*Exercise prompt*
Once the line with "Kindly provide the mask of every instance of the green" is found in the entries below, repeat it and each following line exactly, up to and including the line with "Kindly provide the mask of every instance of the golfer's". Add no other lines.

Stored data:
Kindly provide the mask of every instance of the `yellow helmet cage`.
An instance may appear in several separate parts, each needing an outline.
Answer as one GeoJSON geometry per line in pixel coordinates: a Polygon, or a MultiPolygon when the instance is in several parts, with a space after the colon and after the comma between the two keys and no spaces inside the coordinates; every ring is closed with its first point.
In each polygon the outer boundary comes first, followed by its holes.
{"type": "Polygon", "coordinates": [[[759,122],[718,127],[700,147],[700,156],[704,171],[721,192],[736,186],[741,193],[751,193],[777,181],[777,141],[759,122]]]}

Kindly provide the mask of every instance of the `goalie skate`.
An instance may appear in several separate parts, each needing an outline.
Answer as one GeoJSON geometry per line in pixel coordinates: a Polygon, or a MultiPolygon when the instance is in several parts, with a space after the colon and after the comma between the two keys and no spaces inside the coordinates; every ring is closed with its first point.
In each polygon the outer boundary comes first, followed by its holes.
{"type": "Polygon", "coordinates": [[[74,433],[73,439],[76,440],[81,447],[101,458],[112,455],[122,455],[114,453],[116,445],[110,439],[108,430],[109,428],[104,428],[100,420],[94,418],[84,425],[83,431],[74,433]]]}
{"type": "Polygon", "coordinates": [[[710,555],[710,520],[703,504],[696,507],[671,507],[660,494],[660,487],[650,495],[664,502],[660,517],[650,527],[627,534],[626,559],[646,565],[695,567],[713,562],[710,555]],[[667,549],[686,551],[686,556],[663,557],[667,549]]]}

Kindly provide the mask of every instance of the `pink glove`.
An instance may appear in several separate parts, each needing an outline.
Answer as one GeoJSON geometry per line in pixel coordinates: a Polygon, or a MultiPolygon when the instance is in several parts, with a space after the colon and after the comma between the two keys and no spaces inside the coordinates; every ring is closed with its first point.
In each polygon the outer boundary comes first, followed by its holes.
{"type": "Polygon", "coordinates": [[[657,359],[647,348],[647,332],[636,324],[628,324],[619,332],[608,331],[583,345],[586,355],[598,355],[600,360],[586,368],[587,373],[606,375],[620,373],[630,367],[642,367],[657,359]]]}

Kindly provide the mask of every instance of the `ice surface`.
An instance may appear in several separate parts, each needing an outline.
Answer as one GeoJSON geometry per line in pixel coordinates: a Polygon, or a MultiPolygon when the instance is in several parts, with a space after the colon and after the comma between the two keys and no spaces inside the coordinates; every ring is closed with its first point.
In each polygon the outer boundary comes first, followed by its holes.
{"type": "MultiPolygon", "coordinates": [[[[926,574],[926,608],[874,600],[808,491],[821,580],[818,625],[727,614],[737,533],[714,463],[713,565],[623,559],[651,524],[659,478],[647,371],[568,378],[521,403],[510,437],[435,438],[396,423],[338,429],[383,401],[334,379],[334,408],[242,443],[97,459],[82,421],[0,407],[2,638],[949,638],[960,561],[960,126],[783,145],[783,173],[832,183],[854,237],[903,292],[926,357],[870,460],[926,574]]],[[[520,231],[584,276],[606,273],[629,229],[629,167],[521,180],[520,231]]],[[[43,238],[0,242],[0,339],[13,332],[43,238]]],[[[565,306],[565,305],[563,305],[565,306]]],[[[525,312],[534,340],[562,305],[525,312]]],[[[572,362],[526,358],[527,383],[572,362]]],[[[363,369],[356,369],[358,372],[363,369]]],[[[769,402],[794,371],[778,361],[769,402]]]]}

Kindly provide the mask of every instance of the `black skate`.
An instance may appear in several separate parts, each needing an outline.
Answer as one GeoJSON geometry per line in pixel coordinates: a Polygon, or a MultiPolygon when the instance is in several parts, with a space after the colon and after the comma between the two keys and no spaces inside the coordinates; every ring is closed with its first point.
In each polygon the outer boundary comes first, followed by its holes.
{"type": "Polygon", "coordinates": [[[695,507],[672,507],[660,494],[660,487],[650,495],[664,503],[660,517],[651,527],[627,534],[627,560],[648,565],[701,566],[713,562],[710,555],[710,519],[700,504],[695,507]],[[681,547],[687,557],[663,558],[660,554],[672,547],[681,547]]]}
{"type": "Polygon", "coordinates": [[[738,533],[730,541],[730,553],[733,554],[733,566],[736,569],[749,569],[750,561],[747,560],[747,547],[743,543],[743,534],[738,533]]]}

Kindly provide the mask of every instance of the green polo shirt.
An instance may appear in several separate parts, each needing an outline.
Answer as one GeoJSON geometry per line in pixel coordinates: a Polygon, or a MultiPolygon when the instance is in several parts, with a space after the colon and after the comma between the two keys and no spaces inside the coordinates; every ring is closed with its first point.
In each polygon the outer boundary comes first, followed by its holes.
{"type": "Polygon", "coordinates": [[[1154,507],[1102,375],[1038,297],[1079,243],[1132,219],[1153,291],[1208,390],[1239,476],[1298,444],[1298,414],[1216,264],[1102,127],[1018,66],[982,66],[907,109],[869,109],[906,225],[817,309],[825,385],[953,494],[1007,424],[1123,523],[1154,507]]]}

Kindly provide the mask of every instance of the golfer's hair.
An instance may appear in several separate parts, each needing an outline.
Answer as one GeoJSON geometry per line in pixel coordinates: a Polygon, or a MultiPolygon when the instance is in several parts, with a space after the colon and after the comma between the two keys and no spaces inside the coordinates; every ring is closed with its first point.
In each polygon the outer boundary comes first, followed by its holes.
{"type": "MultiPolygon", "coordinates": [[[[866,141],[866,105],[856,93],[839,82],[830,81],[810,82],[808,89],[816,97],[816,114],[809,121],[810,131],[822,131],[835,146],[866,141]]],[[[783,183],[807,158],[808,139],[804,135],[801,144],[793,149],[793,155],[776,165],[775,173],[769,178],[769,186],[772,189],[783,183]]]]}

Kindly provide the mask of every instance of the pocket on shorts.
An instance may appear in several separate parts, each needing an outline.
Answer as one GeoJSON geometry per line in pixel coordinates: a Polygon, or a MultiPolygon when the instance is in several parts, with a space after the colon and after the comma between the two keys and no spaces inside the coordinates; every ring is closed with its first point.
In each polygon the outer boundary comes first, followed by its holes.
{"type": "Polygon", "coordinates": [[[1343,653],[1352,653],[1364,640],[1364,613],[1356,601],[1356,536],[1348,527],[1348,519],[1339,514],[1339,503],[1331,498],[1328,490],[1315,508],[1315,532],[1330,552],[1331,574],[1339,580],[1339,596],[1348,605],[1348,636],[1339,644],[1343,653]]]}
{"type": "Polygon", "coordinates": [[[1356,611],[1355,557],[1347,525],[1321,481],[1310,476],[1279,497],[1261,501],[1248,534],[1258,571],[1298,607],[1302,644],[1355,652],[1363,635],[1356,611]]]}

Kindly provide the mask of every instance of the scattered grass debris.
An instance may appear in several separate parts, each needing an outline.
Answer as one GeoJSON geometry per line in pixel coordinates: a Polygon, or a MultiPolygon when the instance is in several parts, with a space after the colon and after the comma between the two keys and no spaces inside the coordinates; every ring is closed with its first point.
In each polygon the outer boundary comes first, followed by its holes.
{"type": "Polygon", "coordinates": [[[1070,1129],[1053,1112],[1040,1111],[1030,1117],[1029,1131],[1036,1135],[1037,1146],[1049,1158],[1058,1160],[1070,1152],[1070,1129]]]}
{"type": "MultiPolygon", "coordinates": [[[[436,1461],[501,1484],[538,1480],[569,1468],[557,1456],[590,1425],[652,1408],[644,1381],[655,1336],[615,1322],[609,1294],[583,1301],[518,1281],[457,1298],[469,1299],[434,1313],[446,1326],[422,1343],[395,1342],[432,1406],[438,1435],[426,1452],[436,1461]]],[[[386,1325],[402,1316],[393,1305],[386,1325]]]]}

*Output of the exercise*
Kindly provide the mask of every instance of the green polo shirt.
An instance may appear in several separate parts, each needing an outline.
Answer as one GeoJSON geometry per line in pixel coordinates: a Polygon, or a MultiPolygon when the instance is in several parts, with a space after the colon and after the comma between the two keys and no spaces inside the coordinates; every ring is closed with its first point.
In each polygon the outer boundary comes first, followed by its holes.
{"type": "Polygon", "coordinates": [[[1154,507],[1102,375],[1038,297],[1079,243],[1132,219],[1153,291],[1208,390],[1239,476],[1298,444],[1298,414],[1216,264],[1102,127],[1018,66],[982,66],[907,109],[869,109],[906,225],[817,309],[825,385],[953,494],[1007,424],[1123,523],[1154,507]]]}

Kindly provide the mask of every instance of the golfer's hair.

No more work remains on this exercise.